◆ DATA FOR THIS TASK ◆
● ● ● ● ●
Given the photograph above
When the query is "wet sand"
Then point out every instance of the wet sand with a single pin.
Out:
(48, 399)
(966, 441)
● ● ● ● ●
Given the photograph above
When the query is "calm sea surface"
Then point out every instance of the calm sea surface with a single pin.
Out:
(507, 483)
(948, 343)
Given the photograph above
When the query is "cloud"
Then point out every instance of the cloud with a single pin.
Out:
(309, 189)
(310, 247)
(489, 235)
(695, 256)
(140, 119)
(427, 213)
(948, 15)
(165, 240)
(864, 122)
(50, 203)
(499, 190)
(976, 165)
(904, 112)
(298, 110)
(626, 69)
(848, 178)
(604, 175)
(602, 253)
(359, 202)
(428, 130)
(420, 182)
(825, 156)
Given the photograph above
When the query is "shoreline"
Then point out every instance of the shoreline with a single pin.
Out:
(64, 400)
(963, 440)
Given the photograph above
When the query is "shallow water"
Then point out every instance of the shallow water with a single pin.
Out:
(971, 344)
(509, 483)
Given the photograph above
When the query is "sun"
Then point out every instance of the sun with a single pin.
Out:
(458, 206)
● ● ● ● ●
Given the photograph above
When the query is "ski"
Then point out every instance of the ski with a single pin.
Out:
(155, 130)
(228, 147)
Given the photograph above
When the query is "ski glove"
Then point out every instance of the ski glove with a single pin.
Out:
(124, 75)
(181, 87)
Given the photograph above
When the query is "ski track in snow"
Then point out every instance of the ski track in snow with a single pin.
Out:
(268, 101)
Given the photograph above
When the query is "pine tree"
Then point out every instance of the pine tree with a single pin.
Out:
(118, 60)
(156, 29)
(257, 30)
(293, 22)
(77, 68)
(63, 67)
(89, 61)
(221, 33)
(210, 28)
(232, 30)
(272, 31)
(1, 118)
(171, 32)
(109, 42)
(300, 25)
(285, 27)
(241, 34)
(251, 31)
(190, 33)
● ● ● ● ●
◆ TASK INSTRUCTIONS ◆
Check which lines of the entries hold the word "calm", then please give only how many there are.

◆ WORKED SOLUTION ◆
2